Heini Natri, the lead author of the study and a postdoctoral scholar with the ASU Center for Evolution and Medicine, said because the immune system varies between the sexes, it should be considered when developing immunotherapies and other treatments.
“We think the Pregnancy Compensation Hypothesis can explain why there’s a big sex difference in these diseases. Going forward, understanding the evolutionary origin of the sex bias in these diseases can help us better understand the mechanisms and particular pieces of the immune system we can target,” Natri said. “Our goal is to actually make treatments better for everyone. We are realizing that cancer is different in men and women. In the study of most cancers and other diseases, and so far in the development of cancer treatments, that has not really been taken into account.”
Effects of industrialization
Another factor that may exacerbate this situation is living a modern-day, urban lifestyle.
In industrialized communities, autoimmune diseases appear to occur at a much higher rate than in nonindustrialized populations. The researchers believe the human immune system evolved expecting a given load of parasites. In the modern environment, exposure to those parasites has diminished so the immune system has fewer foreign targets. With this reduced load, the immune system attacks 'self' but also finds cancer.
“There is a mismatch between the ancestral environment humans were adapted to, and the industrialized environment many people currently live in. In terms of an evolutionary timescale, our environment has changed incredibly fast,” said Angela Garcia, also a postdoctoral research fellow with the center.
“We have also shifted from an active lifestyle to a sedentary one. We now have an overabundance of calories available, which potentially allows us to maintain excessive levels of hormones, including the female hormone estradiol. Maintaining such high levels of hormones may increase the chance of triggering autoimmune diseases,” she said.

TASK OBJECTIVE |
Rewrite the stretch of the article on sex differences in immunity from "In industrialized communities, autoimmune" through "with the center.", with "parasites" changed to "pathogens" throughout.

MATERIAL SHOWN |
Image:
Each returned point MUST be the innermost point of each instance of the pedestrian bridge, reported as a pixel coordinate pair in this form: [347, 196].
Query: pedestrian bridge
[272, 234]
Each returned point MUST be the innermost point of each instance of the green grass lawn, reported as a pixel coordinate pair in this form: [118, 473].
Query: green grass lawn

EXERCISE OUTPUT |
In industrialized communities, autoimmune diseases appear to occur at a much higher rate than in nonindustrialized populations. The researchers believe the human immune system evolved expecting a given load of pathogens. In the modern environment, exposure to those pathogens has diminished so the immune system has fewer foreign targets. With this reduced load, the immune system attacks 'self' but also finds cancer.
“There is a mismatch between the ancestral environment humans were adapted to, and the industrialized environment many people currently live in. In terms of an evolutionary timescale, our environment has changed incredibly fast,” said Angela Garcia, also a postdoctoral research fellow with the center.